| Prompt 1 |
Rewrite the entries in the raw records below as a two-column CSV with the columns "prompt" and "answer", using one row per entry. Cover only the entries from the line containing "of the short" down to the line containing "column 603, row 578", including both ends, and put each field in quotes with its line breaks changed to spaces.

Modules are one of the most controversial issues in Prolog standardization. Then it's hard to find coherent information on the topic and examples.
IMHO your problem derives from too much expectation about the construct, that does something simple, but has complicated consequences, because it changes one fundamental property of the language element: atoms, when used as predicate identifiers, become pairs Module:Name, where Module is called the context (well, kind of... I hope someone will contribute to understand this important topic with more precise wording and references).
To simplify a bit your problem, let's rename (<-)/2 as eval/2. Then
:- module(ch20_Ires, []).
:- reexport([ch20_utils, ch20_examples]).
ch20_utils:eval(R, residual_info(Attribute)) :-
findall(X, (example(_, Attributes), member(Attribute=X, Attributes)), Values),
list_to_set(Values, Values_set),
setof(Class, Class^Attr^example(Class,Attr), Classes_set),
eval(Values_prob_sum, sum_list(Values_set, value_prob(Values, Classes_set, Attribute))),
eval(R, -Values_prob_sum), !.
...
% note: moved here from ch20_utils
ch20_utils:eval(R, X) :- R is X, !.
and
:- module(ch20_utils, [ eval/2 ]).
:- multifile eval/2.
eval(R, log2(X)) :- eval(R, log(X) / log(2)), !.
...

| Prompt 2 |
Extend the above answer on Prolog modules, starting after its last line.

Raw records
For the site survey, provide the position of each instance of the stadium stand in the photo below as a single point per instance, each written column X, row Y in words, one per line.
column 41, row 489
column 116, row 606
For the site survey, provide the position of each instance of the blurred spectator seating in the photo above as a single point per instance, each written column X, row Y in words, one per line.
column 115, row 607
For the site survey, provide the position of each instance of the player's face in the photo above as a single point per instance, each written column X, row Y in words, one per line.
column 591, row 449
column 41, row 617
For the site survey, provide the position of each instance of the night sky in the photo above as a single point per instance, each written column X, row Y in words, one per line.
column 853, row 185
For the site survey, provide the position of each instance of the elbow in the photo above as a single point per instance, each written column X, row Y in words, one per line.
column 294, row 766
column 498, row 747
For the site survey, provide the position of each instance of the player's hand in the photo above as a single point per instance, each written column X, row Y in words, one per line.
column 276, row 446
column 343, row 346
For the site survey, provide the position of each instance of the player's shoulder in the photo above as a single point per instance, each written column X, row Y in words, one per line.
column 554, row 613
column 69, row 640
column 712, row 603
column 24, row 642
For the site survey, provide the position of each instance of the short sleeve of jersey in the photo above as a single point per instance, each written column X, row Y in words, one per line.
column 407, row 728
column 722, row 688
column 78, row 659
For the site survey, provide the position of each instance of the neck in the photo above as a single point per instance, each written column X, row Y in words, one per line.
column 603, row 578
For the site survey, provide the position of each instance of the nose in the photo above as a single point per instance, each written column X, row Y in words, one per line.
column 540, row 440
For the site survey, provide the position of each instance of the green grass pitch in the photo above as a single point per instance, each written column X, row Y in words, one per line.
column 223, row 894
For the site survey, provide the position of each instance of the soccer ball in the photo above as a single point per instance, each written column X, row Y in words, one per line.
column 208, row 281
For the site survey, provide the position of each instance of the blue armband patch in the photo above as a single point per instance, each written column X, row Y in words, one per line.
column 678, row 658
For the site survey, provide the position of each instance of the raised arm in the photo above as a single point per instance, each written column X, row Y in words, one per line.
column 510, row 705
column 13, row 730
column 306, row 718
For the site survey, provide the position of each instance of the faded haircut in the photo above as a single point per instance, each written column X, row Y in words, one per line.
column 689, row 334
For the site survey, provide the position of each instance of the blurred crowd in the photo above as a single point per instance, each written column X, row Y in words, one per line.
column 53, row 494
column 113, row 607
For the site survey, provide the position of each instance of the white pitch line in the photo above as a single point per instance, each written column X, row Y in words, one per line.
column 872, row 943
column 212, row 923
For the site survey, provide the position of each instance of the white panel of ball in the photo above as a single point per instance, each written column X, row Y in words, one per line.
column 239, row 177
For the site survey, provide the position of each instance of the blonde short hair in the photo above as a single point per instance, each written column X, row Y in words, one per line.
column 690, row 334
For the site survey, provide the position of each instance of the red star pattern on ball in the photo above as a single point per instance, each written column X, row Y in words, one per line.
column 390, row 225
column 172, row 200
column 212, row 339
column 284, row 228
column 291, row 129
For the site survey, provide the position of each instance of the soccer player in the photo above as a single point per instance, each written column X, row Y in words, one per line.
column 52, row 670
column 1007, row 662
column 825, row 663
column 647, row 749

| Task response 1 |
prompt,answer
"For the site survey, provide the position of each instance of the short sleeve of jersey in the photo above as a single point per instance, each written column X, row Y in words, one per line.","column 407, row 728 column 722, row 688 column 78, row 659"
"For the site survey, provide the position of each instance of the neck in the photo above as a single point per instance, each written column X, row Y in words, one per line.","column 603, row 578"

| Task response 2 |
we get the expected result from topline
17 ?- eval(X, residual_info(size)).
X = 1.5421864522230475.
Note the declaration in ch20_utils (where eval is first seen):
:- multifile eval/2.
that allows to continue the definitions in some other module, but requires to qualify further definitions with ch20_utils identifier. Then the recursive calls will have chances find those definitions.
Note I moved the last clause from ch20_utils to ch20_Ires. This is required because that clause is a 'catchall' rule, thus inhibited inspection of ch20_Ires clauses: actually, I got
12 ?- eval(X, residual_info(size)).
ERROR: is/2: Arithmetic: `size/0' is not a function
before moving the clause...
Now, back to original problem, as you know operators are just syntax sugar:
:- module(ch20_Ires, []).
:- reexport([ch20_utils, ch20_examples]).
ch20_utils:(R <- residual_info(Attribute)) :-
findall(X, (example(_, Attributes), member(Attribute=X, Attributes)), Values),
list_to_set(Values, Values_set),
setof(Class, Class^Attr^example(Class,Attr), Classes_set),
Values_prob_sum <- sum_list(Values_set, value_prob(Values, Classes_set, Attribute)),
R <- -Values_prob_sum, !.
...
% note: moved here from ch20_utils
ch20_utils:(R <- X) :- R is X, !.
and
:- module(ch20_utils,
[ op(900, xfy, <-),
(<-)/2
]).
:- multifile (<-)/2.
R <- log2(X) :- R <- log(X) / log(2), !.
R <- len(L) :- length(L, R), !.
Sum <- sum_list([], _) :- Sum <- 0.
Sum <- sum_list([H|T], Func) :-
New_sum <- sum_list(T, Func),
!, Func =..Func_list,
append(Func_list,[H],Apply_func_list),
Apply_func =..Apply_func_list,
Sum <- New_sum + Apply_func.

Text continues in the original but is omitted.